(Beginning of Listed records)
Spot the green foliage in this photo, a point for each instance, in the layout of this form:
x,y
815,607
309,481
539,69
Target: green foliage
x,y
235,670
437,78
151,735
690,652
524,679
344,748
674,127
(End of Listed records)
(Beginning of Listed records)
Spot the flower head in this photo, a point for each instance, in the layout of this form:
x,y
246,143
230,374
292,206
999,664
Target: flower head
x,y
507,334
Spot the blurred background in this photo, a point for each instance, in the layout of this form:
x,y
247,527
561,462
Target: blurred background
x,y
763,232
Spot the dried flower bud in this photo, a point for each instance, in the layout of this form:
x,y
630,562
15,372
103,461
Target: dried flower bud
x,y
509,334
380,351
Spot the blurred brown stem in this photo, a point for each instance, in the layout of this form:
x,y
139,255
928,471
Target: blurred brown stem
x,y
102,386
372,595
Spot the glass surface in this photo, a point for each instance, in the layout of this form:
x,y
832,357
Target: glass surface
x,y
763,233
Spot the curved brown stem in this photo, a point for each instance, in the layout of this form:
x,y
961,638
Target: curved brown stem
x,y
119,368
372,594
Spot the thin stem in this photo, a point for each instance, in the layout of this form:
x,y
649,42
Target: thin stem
(End of Listed records)
Exercise aim
Go through the listing above. Show each line where the word "point" is found.

Written solution
Spot the green foliage in this photo, a point for each instance, in the layout of this form:
Spot the flower head in this photo, a point for each instance, in the layout of this form:
Spot the blurred background in this photo, a point for each instance, in the layout of this form:
Spot the dried flower bud in this photo, a point for each instance, in the layout of this form:
Spot the blurred brown stem in this photo, a point for each instance, in the layout of this form:
Spot the glass surface in this photo, a point for each instance, in the layout of this form:
Spot the curved brown stem in this photo, a point for each instance, in the layout of this form:
Spot the thin stem in this photo, a point for each instance, in the layout of this form:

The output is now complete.